▶ Actions à réaliser
[a] Traduisez en anglais cette phrase de l'extrait de texte : "En cas d'atteinte illicite et intentionnelle, le tribunal peut en outre condamner son auteur à des dommages-intérêts punitifs."
[b] Citez mot pour mot le passage de l'extrait de texte situé entre "Ils s’apprécient en" et "qui en résulte.", ces deux bornes comprises.

··· Extrait de texte ···

Ils s’apprécient en tenant compte de toutes les circonstances appropriées, notamment de la gravité de la faute du débiteur, de sa situation patrimoniale ou de l’étendue de la réparation à laquelle il est déjà tenu envers le créancier, ainsi que, le cas échéant, du fait que la prise en charge du paiement réparateur est, en tout ou en partie, assumée par un tiers. »

« 49. Une atteinte illicite à un droit ou à une liberté reconnu par la présente Charte confère à la victime le droit d’obtenir la cessation de cette atteinte et la réparation du préjudice moral ou matériel qui en résulte.

En cas d’atteinte illicite et intentionnelle, le tribunal peut en outre condamner son auteur à des dommages-intérêts punitifs. »

··· Entrées de données ···

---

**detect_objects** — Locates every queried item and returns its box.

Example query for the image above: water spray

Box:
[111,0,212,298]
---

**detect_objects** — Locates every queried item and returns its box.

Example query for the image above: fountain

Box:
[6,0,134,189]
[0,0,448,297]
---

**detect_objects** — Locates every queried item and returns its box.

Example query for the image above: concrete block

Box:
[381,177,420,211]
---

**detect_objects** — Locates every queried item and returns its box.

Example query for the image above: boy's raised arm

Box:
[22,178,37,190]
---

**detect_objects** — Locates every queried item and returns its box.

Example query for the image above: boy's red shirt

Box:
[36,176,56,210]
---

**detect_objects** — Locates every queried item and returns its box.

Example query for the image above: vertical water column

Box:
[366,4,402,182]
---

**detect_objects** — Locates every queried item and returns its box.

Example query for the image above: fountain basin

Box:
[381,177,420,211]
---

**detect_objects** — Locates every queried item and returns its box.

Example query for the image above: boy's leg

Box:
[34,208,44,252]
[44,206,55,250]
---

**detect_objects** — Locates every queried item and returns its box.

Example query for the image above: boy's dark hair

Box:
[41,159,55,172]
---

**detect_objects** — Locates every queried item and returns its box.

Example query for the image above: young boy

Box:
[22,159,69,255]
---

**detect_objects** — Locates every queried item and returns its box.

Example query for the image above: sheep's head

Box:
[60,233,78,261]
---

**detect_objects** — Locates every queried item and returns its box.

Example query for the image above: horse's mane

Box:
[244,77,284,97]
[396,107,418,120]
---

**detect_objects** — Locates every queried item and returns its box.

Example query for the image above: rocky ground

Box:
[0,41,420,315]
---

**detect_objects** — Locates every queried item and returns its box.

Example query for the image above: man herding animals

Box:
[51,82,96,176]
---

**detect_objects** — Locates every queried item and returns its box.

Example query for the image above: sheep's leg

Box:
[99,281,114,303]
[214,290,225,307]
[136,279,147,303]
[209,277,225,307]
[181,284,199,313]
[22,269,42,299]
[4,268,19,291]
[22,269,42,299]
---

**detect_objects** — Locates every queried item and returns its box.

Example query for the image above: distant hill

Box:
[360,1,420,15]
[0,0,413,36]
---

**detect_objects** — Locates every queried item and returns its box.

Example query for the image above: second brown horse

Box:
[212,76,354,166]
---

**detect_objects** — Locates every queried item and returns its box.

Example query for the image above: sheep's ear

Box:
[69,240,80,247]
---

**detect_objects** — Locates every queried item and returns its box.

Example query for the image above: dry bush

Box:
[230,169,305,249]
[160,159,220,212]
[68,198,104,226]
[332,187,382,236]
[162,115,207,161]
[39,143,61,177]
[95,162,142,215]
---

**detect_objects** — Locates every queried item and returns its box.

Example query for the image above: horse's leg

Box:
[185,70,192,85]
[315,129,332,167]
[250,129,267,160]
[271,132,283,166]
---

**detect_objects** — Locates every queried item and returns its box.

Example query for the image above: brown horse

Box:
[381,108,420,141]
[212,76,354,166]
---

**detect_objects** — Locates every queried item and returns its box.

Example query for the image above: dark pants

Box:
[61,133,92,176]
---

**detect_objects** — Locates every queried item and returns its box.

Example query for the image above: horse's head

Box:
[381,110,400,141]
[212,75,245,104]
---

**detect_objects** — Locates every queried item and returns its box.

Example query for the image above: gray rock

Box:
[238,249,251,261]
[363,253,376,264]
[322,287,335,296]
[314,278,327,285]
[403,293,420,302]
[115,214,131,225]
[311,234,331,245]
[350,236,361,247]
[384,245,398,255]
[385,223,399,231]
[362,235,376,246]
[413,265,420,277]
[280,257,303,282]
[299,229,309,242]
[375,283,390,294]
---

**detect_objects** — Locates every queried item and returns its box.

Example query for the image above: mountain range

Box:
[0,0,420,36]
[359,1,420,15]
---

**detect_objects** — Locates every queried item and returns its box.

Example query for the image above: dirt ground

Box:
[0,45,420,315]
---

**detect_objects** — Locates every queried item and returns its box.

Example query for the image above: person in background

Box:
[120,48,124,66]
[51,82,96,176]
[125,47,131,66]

···

▶ Les solutions
[a] In the event of an unlawful and intentional interference, the court may also order the person responsible to pay punitive damages.

[b]
Ils s’apprécient en tenant compte de toutes les circonstances appropriées, notamment de la gravité de la faute du débiteur, de sa situation patrimoniale ou de l’étendue de la réparation à laquelle il est déjà tenu envers le créancier, ainsi que, le cas échéant, du fait que la prise en charge du paiement réparateur est, en tout ou en partie, assumée par un tiers. »

« 49. Une atteinte illicite à un droit ou à une liberté reconnu par la présente Charte confère à la victime le droit d’obtenir la cessation de cette atteinte et la réparation du préjudice moral ou matériel qui en résulte.